ASSIGNED TASK 1:
Rewrite the Yves Tumor review from "It’s only been" to "Hot Between Worlds).", replacing "subversion" with "provocation".
ASSIGNED TASK 2:
In the Yves Tumor review, do the following statements agree with the text? (a) Heaven To A Tortured Mind was released in 2020. (b) The 2023 album opens with "God Is a Circle." (c) The 2023 album followed the previous project with no break in between. Answer yes or no for each, quoting the deciding words.
ASSIGNED TASK 3:
Continue the Yves Tumor album review from the point where it stops.

DOCUMENT PASSAGE:
It’s only been eight years since Yves Tumor jumped on the scene in true oddball fashion, and yet it feels that so much has changed. Perennially known for their rejection of boundaries and conventions of all kinds, from genre to gender, no one puts Tumor in a box. Yves Tumor has always had a knack for subversion, and this has never been as clear as with their latest release, an album which I will only call by its full name once: Praise A Lord Who Chews But Which Does Not Consume; (Or Simply, Hot Between Worlds).
Coming after a three-year break from Tumor’s last project, the psych-cyber-soul experiment Heaven To A Tortured Mind (2020), Tumor’s 2023 album with the long name is simultaneously an extreme departure and the obvious next step. Featuring clear inspirations from post-punk, hardcore, and woozy, depressing cloud rap a la Lil Peep, the album is nothing if not adventurous.
From the grinding, industrial, almost frightening opener “God Is a Circle,” with its unsettling breath samples and dripping mood, we embark on a sonic and emotional journey that covers themes like the superficial hierarchy of fame, the juvenile, irresistible instinct to place those we’re attracted to on a pedestal, and the experience of missing someone so badly you wonder if they ever existed at all.

SOURCE MATERIAL:
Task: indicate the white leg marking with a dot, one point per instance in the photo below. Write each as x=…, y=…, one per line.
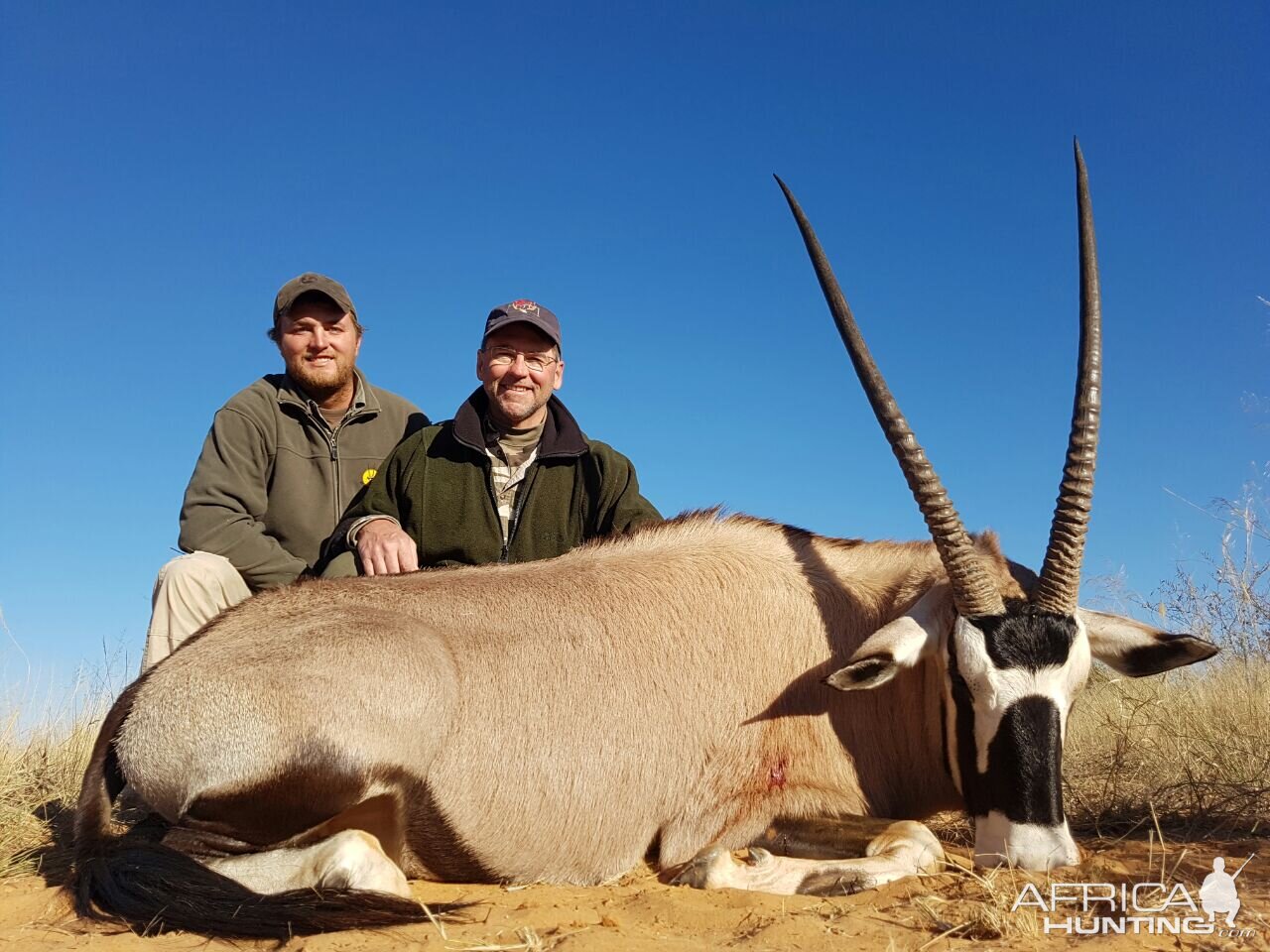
x=350, y=860
x=902, y=849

EXERCISE ANSWER 1:
It’s only been eight years since Yves Tumor jumped on the scene in true oddball fashion, and yet it feels that so much has changed. Perennially known for their rejection of boundaries and conventions of all kinds, from genre to gender, no one puts Tumor in a box. Yves Tumor has always had a knack for provocation, and this has never been as clear as with their latest release, an album which I will only call by its full name once: Praise A Lord Who Chews But Which Does Not Consume; (Or Simply, Hot Between Worlds).

EXERCISE ANSWER 2:
(a) Yes: "Heaven To A Tortured Mind (2020)"
(b) Yes: "the grinding, industrial, almost frightening opener “God Is a Circle,”"
(c) No: "Coming after a three-year break from Tumor’s last project"

EXERCISE ANSWER 3:
Aesthetically, …Hot Between Worlds is predictably unpredictable. “Heaven Surrounds Us Like a Hood,” is a great example: in one moment you’re on the receiving end of a wall of synths and destroyed guitars, a terminal-speed barrage that feels like it might take your flesh clean of as it flies through you. But then suddenly, we’re snapped to a simple, groovy, psych-rock riff. Then, a dizzying emo-rock guitar solo that spirals amongst oscillating vocal samples, finally ending with desperate, fragile, pleading amongst a delicate synth line.
In a world where genre delineations can feel so rigid and restrictive, it’s refreshing to hear them so elegantly thrown aside, like a drab cloak discarded to reveal the ball gown beneath. With …Hot Between Worlds, Yves Tumor is not just colouring outside the lines, but burning the book, the crayons, and the whole classroom down in yet another blaze of formless, inimitable glory.